***** Data

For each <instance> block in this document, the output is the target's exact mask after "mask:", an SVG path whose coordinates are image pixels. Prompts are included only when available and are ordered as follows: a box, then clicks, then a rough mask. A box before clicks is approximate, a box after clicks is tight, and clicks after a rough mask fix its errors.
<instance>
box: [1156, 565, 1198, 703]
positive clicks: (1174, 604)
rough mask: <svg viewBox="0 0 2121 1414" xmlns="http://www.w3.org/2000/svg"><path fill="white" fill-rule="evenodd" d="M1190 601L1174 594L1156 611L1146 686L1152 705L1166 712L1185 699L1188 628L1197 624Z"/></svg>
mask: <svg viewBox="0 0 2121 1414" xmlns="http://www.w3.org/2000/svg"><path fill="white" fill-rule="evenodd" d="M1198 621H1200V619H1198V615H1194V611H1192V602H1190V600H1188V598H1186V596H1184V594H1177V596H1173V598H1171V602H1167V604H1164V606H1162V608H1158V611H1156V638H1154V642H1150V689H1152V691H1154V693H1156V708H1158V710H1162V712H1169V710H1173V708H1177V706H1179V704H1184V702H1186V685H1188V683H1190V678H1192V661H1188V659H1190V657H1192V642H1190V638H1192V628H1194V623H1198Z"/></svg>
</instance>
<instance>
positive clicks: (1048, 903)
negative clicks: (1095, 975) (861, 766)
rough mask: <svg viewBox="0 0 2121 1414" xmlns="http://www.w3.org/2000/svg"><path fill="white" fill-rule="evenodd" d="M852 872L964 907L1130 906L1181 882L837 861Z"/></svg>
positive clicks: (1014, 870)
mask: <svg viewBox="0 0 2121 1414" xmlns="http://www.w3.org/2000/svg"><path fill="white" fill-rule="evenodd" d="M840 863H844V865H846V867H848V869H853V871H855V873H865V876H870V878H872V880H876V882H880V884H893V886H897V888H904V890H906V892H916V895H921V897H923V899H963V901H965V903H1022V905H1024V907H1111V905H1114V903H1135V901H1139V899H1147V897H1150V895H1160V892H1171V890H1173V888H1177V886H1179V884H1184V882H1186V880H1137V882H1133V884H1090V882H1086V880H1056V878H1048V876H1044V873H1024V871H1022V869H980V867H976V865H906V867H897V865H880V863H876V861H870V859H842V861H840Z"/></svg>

**********

→ Exercise prompt:
Can you repeat, word for word, every line above from the one containing "positive clicks: (1048, 903)" down to the one containing "872L964 907L1130 906L1181", including both?

→ Solution:
positive clicks: (1048, 903)
negative clicks: (1095, 975) (861, 766)
rough mask: <svg viewBox="0 0 2121 1414" xmlns="http://www.w3.org/2000/svg"><path fill="white" fill-rule="evenodd" d="M852 872L964 907L1130 906L1181 882L837 861Z"/></svg>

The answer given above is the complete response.